» **EXTRAIT DE PAGE**:
• • • • • • •

En entrant dans les eaux du Jourdain, Jésus va purifier toutes les eaux et en particuliers tous nos fonts baptismaux. De nos baptêmes en Jésus, jaillit la vie même de Dieu. Le baptême de Jean a fait son temps. Il est périmé. Ce qui ne veut pas dire que nous n’ayons pas besoin de conversions. Lors du récit du baptême de Jésus par Jean-Baptiste, les quatre évangélistes comparent la descente de l’Esprit Saint à une colombe. Le Talmud de Jérusalem, commentant Gn,1, compare aussi cette présence de Dieu à une colombe : « L’Esprit de Dieu planait sur les eaux comme une colombe… » La colombe évoque aussi l’Alliance renouvelée avec Noé après le déluge. C’est bien une colombe qui revient avec une brindille pour indiquer que le déluge était fini et que la vie pouvait reprendre. L’amoureux du cantique des cantiques déclarant sa flamme à sa bien-aimée l’appelle « ma colombe au creux d’un rocher…ma sœur ma compagne, ma colombe, ma parfaite… » Or le peuple juif lit le cantique des cantiques comme la déclaration d’amour de Dieu à l’humanité. Nous sommes bien dans l’annonce d’une ère nouvelle, nouvelle création, nouvelle alliance. C’est bien ce qu‘avait annoncé Isaïe : nouvelle terre, nouveaux cieux : Don de l’Amour divin, réponse à la prière de Jésus. En effet, Luc précise que Jésus priait quand le Ciel s’est ouvert. Conséquence du Ciel qui se déchire : c’est la terre qui est transformée. Le croyant vit désormais sous le Ciel ouvert. Il reçoit à chaque instant la force invincible de l’Esprit Saint. Le ciel du cœur du croyant s’est ouvert car cette ère nouvelle tant espérée passe par chacun de nos cœurs.
Saint Augustin affirme que le cœur de l’homme est malade et compliqué. Accepter que l’Esprit Saint le guérisse et le simplifie est un long chemin. C’est une perspective qui s’ouvre à nous sur cette route d’une plus grande simplicité, mais aussi d’une plus grande authenticité.
« Tout le peuple se faisait baptiser … » Luc nous montre qu’il n’y a pas de vie chrétienne isolée. Un chrétien seul est rapidement un chrétien en danger. Le premier effet du baptême est justement de nous faire rentrer dans la famille des enfants de Dieu, et donc des frères de Jésus.

• • • • • • •

» **CONSIGNE**: Recopiez le texte sur le baptême de Jésus en commençant aux mots « Saint Augustin affirme » et en vous arrêtant après « plus grande authenticité. ». Remplacez-y « long chemin » par « lent cheminement ». Les enregistrements ne servent à rien ici.

• • • • • • •

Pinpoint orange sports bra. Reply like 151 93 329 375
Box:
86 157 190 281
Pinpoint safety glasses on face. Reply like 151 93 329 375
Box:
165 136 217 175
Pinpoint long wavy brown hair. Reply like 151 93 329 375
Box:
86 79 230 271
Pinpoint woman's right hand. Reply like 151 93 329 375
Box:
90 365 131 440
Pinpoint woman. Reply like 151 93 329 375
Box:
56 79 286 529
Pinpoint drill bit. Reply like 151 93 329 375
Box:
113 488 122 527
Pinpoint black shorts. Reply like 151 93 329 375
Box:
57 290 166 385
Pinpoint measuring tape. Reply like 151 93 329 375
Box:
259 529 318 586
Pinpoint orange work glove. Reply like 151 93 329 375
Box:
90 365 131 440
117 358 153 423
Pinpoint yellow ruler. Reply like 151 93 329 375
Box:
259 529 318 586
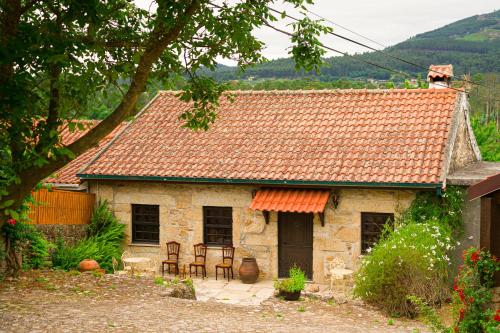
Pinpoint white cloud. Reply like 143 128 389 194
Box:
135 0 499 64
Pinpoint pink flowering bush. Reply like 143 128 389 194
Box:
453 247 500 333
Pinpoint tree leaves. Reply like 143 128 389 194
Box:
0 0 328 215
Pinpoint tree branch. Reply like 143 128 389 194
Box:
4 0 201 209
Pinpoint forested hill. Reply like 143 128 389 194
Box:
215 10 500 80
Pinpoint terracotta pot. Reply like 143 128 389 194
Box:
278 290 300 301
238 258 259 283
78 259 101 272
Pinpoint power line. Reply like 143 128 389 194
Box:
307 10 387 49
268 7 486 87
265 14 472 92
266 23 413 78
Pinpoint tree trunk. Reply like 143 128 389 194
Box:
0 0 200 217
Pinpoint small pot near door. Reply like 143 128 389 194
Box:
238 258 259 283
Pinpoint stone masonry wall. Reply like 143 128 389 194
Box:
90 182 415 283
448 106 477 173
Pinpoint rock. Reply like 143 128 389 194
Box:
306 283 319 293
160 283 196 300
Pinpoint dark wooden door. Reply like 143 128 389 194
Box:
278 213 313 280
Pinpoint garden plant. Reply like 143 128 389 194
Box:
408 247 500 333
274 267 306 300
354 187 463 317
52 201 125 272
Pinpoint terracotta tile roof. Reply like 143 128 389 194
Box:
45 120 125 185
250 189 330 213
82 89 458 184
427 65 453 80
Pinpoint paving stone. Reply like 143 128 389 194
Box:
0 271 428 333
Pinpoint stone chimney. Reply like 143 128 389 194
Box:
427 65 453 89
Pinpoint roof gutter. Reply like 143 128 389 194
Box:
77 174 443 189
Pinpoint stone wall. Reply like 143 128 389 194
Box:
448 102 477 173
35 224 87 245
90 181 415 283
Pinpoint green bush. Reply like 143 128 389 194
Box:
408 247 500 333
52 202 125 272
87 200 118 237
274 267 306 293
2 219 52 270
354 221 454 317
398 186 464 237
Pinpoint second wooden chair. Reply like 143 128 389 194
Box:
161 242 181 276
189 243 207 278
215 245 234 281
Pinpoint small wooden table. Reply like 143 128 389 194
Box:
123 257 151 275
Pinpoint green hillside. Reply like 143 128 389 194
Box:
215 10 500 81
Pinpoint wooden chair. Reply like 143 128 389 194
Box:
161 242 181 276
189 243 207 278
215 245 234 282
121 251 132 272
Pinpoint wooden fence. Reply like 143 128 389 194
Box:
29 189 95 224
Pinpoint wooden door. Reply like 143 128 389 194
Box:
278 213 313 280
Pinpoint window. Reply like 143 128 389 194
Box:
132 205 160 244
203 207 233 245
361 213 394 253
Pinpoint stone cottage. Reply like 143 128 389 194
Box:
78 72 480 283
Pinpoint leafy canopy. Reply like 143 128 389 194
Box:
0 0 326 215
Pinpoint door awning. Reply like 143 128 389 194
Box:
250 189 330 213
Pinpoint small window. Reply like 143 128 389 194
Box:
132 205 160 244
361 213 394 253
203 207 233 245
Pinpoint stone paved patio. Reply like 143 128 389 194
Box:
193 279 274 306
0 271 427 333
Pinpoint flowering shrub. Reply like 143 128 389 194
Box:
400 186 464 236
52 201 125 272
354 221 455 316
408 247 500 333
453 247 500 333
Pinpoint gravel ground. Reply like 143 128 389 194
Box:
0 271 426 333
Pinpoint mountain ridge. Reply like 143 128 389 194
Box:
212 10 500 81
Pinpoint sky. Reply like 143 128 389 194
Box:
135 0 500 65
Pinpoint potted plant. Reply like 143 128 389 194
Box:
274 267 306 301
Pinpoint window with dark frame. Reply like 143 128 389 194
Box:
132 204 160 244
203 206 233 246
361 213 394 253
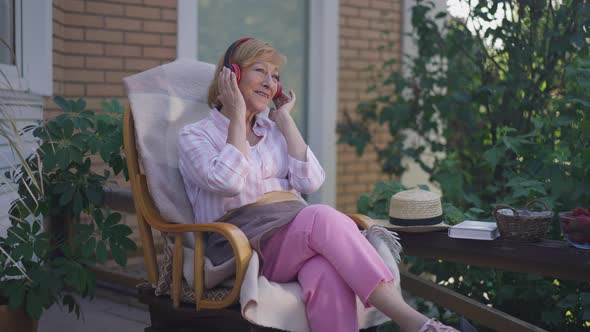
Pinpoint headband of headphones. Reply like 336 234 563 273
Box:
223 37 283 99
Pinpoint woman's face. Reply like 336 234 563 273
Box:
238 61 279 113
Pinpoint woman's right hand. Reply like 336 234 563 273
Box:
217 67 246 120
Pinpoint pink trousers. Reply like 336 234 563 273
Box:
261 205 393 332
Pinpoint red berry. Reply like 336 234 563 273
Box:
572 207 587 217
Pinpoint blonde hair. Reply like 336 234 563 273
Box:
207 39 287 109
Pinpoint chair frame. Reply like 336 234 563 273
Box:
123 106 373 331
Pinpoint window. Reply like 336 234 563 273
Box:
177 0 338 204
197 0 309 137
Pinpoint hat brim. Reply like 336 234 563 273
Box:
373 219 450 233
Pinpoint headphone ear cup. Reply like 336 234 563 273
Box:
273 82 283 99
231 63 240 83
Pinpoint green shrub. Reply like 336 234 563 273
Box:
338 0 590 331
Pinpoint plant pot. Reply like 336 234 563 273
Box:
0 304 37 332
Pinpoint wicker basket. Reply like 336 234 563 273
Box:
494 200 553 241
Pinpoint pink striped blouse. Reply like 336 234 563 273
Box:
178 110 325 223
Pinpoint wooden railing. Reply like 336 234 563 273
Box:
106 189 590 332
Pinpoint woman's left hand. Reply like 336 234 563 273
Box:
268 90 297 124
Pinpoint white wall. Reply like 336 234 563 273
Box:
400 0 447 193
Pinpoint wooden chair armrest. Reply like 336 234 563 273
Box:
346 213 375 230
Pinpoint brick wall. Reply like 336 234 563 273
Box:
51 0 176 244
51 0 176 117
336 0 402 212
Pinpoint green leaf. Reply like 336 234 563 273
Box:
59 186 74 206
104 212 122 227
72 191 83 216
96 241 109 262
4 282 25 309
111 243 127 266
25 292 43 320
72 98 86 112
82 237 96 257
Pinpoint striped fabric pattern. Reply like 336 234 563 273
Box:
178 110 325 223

• • • • • • •

» **RÉPONSE**:
Saint Augustin affirme que le cœur de l’homme est malade et compliqué. Accepter que l’Esprit Saint le guérisse et le simplifie est un lent cheminement. C’est une perspective qui s’ouvre à nous sur cette route d’une plus grande simplicité, mais aussi d’une plus grande authenticité.